- _Your instructions_
In the mailing list reply, which kernel version is the Virtual Swap Space patch series based on?

- _Selected extract_
++++++++

From: Nhat Pham <nphamcs@gmail.com>
To: Kairui Song <ryncsn@gmail.com>
Cc: Liam.Howlett@oracle.com, akpm@linux-foundation.org,
apopple@nvidia.com, axelrasmussen@google.com, baohua@kernel.org,
baolin.wang@linux.alibaba.com, bhe@redhat.com, byungchul@sk.com,
cgroups@vger.kernel.org, chengming.zhou@linux.dev,
chrisl@kernel.org, corbet@lwn.net, david@kernel.org,
dev.jain@arm.com, gourry@gourry.net, hannes@cmpxchg.org,
hughd@google.com, jannh@google.com, joshua.hahnjy@gmail.com,
lance.yang@linux.dev, lenb@kernel.org,
linux-doc@vger.kernel.org, linux-kernel@vger.kernel.org,
linux-mm@kvack.org, linux-pm@vger.kernel.org,
lorenzo.stoakes@oracle.com, matthew.brost@intel.com,
mhocko@suse.com, muchun.song@linux.dev, npache@redhat.com,
pavel@kernel.org, peterx@redhat.com, peterz@infradead.org,
pfalcato@suse.de, rafael@kernel.org, rakie.kim@sk.com,
roman.gushchin@linux.dev, rppt@kernel.org, ryan.roberts@arm.com,
shakeel.butt@linux.dev, shikemeng@huaweicloud.com,
surenb@google.com, tglx@kernel.org, vbabka@suse.cz,
weixugc@google.com, ying.huang@linux.alibaba.com,
yosry.ahmed@linux.dev, yuanchu@google.com,
zhengqi.arch@bytedance.com, ziy@nvidia.com,
kernel-team@meta.com, riel@surriel.com
Subject: Re: [PATCH v5 00/21] Virtual Swap Space
Date: Mon, 23 Mar 2026 16:05:34 -0400 [thread overview]
Message-ID: <CAKEwX=P4syV38jAVCWq198r2OHXXc=xA-fx1dk6+qYef6yzxWQ@mail.gmail.com> (raw)
In-Reply-To: <CAMgjq7AzySv801qDxfc8mEkEsFDv4P=_qw0rNOTe0n+qy7Fz6A@mail.gmail.com>
On Mon, Mar 23, 2026 at 12:41 PM Kairui Song <ryncsn@gmail.com> wrote:
>
> On Mon, Mar 23, 2026 at 11:33 PM Nhat Pham <nphamcs@gmail.com> wrote:
> >
> > On Mon, Mar 23, 2026 at 6:09 AM Kairui Song <ryncsn@gmail.com> wrote:
> > >
> > > On Sat, Mar 21, 2026 at 3:29 AM Nhat Pham <nphamcs@gmail.com> wrote:
> > > > This patch series is based on 6.19. There are a couple more
> > > > swap-related changes in mainline that I would need to coordinate
> > > > with, but I still want to send this out as an update for the
> > > > regressions reported by Kairui Song in [15]. It's probably easier
> > > > to just build this thing rather than dig through that series of
> > > > emails to get the fix patch :)

++++++++

Records from a collection
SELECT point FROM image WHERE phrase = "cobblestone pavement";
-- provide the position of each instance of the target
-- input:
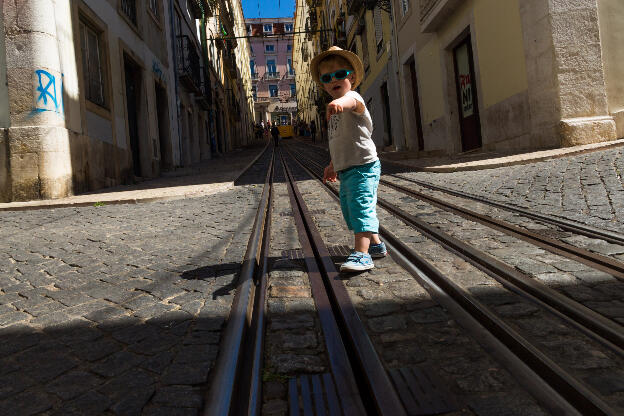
(117, 309)
(294, 341)
(597, 290)
(409, 328)
(588, 188)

++++++++

- _Response_
The patch series is based on 6.19.